------ Selected extract ------
The Summit County Court of Common Pleas, Juvenile Division, Judge Linda Tucci-Teodosio, issued an order refusing to admit Danielle to the Juvenile Detention Center because Judge Murphy's order failed to state that Danielle was under the age of 18, and the Juvenile Justice and Delinquency Prevention Act ("Juvenile Justice Act") prohibited the detention center from detaining a child who is not an offender or merely a status offender. Compl. ¶ 29 and Ex. 5. Upon receiving notice of Judge Tucci-Teodosio's order, Judge Murphy ordered that Danielle be remanded to the Summit County Jail, with the same bond provisions previously set. Id. ¶ 30 and Ex. 6. Pursuant to Judge Murphy's order, Summit County Sheriff's deputies transported Danielle to the jail. Id. ¶ 31.

Upon Danielle's arrival to the facility, she was processed per the normal processing procedures used for adult criminals housed at the facility (i.e., she was fingerprinted, photographed for mugshots, strip searched before a female officer and issued an orange jumpsuit). Id. ¶ 32. She was thereafter detained in a portion of the facility that was separate from the adult inmates. Id. ¶¶ 33, 36.

There is no allegation that a body cavity search was conducted. Rather, Danielle was required to change into the jailhouse garb in the presence of a female deputy — a procedure uniformly applied to all persons detained at the facility in consideration of the safety of employees and to ensure that no contraband is brought into the facility.

On May 17, 2006, Kim Gaus, the Compliance Coordinator for the Ohio Department of Youth Services, visited the Summit County Jail to investigate Danielle's detention. Id. ¶ 41. On May 19, 2006, she sent a letter to Summit County Sheriff Drew Alexander (with copies to Steve Finical, the Summit County Chief Jailer, and Judge Murphy) stating her finding that Danielle was properly "sight and sound separated from other incarcerated adults" as required under § 223(a)(12) of the Juvenile Justice Act; however, she also stated that the Jail was violating § 223(a)(11) regarding the deinstitutionalization of status offenders and § 223(a)(22) regarding the removal of juveniles from adult jails, and asked the Sheriff to file an action plan by May 30, 2006. Id. ¶¶ 41, 42 and Ex. 8.
------ Record excerpts ------
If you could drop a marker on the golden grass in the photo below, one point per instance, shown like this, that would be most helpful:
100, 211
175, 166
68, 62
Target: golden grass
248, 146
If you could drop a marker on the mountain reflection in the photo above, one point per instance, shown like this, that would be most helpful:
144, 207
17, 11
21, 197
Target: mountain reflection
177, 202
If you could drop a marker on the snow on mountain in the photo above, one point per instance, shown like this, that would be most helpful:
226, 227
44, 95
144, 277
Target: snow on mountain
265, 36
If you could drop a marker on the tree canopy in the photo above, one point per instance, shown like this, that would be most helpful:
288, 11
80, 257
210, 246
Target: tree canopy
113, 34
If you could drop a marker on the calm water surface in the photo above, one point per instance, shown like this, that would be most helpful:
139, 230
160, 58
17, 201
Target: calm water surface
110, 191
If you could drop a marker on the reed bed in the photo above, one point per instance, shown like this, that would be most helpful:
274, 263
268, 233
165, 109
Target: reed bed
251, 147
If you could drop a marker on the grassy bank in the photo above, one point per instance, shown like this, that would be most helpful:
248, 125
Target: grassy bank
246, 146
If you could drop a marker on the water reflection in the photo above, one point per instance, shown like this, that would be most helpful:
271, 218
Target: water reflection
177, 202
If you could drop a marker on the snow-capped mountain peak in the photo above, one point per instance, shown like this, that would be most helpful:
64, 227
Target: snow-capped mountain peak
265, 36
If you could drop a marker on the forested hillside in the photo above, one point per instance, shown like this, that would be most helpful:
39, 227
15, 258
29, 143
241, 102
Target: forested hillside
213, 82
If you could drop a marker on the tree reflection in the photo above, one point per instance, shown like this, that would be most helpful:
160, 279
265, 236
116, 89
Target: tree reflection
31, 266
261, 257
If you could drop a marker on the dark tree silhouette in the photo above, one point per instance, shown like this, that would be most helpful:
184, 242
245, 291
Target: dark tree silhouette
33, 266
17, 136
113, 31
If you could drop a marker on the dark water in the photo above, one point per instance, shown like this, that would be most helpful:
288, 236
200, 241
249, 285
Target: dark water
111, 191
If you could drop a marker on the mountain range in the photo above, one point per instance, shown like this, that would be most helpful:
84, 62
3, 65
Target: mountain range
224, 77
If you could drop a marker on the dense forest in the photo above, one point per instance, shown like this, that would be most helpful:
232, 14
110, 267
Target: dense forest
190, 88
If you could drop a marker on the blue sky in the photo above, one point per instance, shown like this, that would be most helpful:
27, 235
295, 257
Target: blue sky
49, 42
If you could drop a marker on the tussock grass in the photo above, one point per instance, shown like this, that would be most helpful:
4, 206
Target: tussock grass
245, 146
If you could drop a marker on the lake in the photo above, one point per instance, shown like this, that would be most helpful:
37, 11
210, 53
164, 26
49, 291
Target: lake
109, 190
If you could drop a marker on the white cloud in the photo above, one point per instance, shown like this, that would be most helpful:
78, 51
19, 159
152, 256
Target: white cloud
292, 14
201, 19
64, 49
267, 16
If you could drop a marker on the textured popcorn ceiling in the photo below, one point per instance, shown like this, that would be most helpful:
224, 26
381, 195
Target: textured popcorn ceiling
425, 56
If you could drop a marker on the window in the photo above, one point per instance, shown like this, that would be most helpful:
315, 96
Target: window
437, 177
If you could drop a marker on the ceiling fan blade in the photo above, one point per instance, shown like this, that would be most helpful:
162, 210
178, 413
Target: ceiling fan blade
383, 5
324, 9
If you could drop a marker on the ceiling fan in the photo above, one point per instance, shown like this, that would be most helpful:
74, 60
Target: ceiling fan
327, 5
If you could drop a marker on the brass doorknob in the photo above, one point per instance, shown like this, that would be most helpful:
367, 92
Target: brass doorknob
------
### Exercises
• A. Please translate this sentence from the court excerpt into Spanish: "She was thereafter detained in a portion of the facility that was separate from the adult inmates."
• B. Write out the part of the court excerpt starting at "On May 17, 2006, Kim" and ending at "42 and Ex. 8.".
• C. Answer these questions from the court excerpt:
(i) Which judge issued the order refusing to admit Danielle to the Juvenile Detention Center?
(ii) On what date did Kim Gaus visit the Summit County Jail?
(iii) By what date was the Sheriff asked to file an action plan?
The listing was taken from a separate source.

### Expected results
• A. Posteriormente, fue detenida en una parte de la instalación que estaba separada de los reclusos adultos.

• B.
On May 17, 2006, Kim Gaus, the Compliance Coordinator for the Ohio Department of Youth Services, visited the Summit County Jail to investigate Danielle's detention. Id. ¶ 41. On May 19, 2006, she sent a letter to Summit County Sheriff Drew Alexander (with copies to Steve Finical, the Summit County Chief Jailer, and Judge Murphy) stating her finding that Danielle was properly "sight and sound separated from other incarcerated adults" as required under § 223(a)(12) of the Juvenile Justice Act; however, she also stated that the Jail was violating § 223(a)(11) regarding the deinstitutionalization of status offenders and § 223(a)(22) regarding the removal of juveniles from adult jails, and asked the Sheriff to file an action plan by May 30, 2006. Id. ¶¶ 41, 42 and Ex. 8.

• C.
(i) Judge Linda Tucci-Teodosio
(ii) May 17, 2006
(iii) May 30, 2006